Format the lines from the line containing "Reviewer note: every instance of the gray" up to and including the line containing "[[790, 637]]" as a JSON list of strings, one string per line, leaving out any blank lines.

• **Record set**
============================================================
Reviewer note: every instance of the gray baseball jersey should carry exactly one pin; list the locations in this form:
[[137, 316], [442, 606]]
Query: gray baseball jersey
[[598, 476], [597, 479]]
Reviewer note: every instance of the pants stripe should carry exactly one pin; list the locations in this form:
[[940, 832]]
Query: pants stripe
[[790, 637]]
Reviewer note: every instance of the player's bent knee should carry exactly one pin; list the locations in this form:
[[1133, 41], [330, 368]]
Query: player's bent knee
============================================================
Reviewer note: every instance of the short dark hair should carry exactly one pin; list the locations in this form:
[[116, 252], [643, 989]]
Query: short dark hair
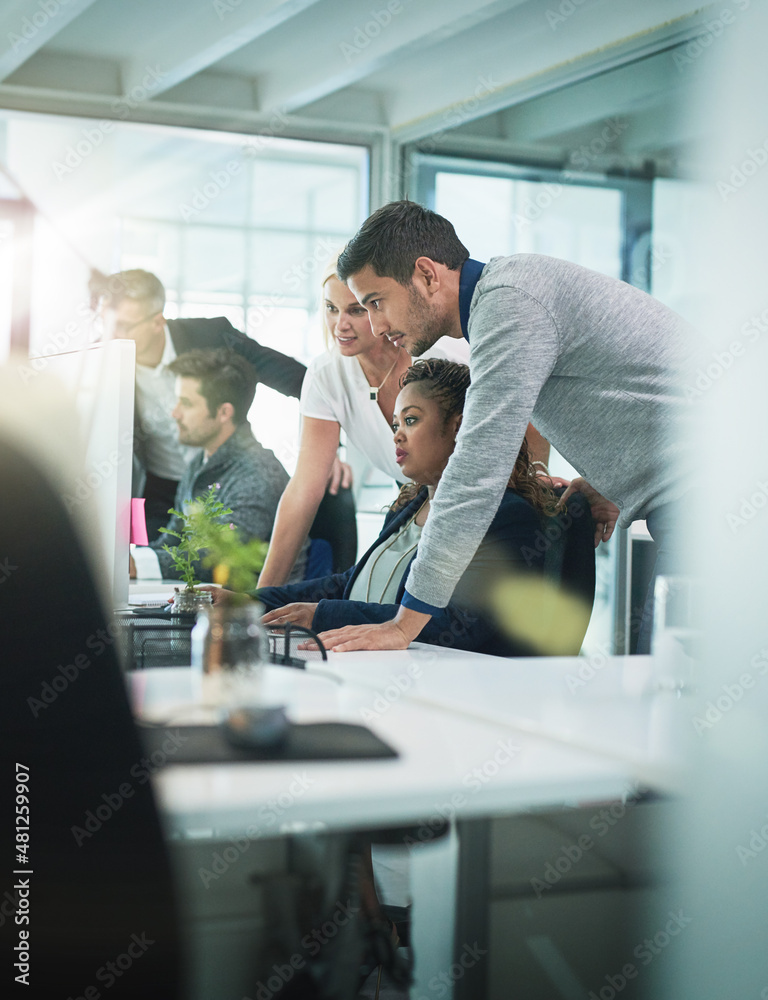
============================================================
• **Full answer**
[
  "Reviewer note: every instance of the gray baseball jersey should carry exactly one pin; list the locations in this form:",
  "[[137, 316], [442, 606]]",
  "Query: gray baseball jersey",
  "[[598, 476], [597, 479]]",
  "Reviewer note: every instance of the pants stripe should carry exactly one pin; list the locations in this form:",
  "[[940, 832]]",
  "Query: pants stripe",
  "[[790, 637]]"
]